— Start Dataset entries —

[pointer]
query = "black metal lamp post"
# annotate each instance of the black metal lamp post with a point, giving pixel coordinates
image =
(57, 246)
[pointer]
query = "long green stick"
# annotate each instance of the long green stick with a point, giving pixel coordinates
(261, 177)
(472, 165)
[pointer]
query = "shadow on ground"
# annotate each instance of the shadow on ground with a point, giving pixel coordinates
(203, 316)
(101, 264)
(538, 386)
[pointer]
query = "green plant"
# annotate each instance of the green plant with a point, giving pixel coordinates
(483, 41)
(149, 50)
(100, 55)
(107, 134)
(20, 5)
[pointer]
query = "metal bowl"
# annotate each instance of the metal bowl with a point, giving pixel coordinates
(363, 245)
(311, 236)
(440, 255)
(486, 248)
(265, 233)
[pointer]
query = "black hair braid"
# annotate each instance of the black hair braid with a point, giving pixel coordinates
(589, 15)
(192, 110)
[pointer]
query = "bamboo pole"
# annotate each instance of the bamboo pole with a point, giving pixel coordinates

— End Dataset entries —

## Problem statement
Pull out every line in the items above that contains the word "annotate", matching case exactly.

## Result of the task
# annotate each instance of the black metal lamp post with a point, giving pixel coordinates
# annotate each instance of the long green stick with a point, giving pixel coordinates
# annotate each instance of the shadow on ground with a point, giving pixel coordinates
# annotate each instance of the green plant with a point, giving pixel coordinates
# annotate each instance of the metal bowl with a point, giving pixel coordinates
# annotate each instance of the black hair braid with a point, giving pixel coordinates
# annotate each instance of the bamboo pole with a point, giving pixel coordinates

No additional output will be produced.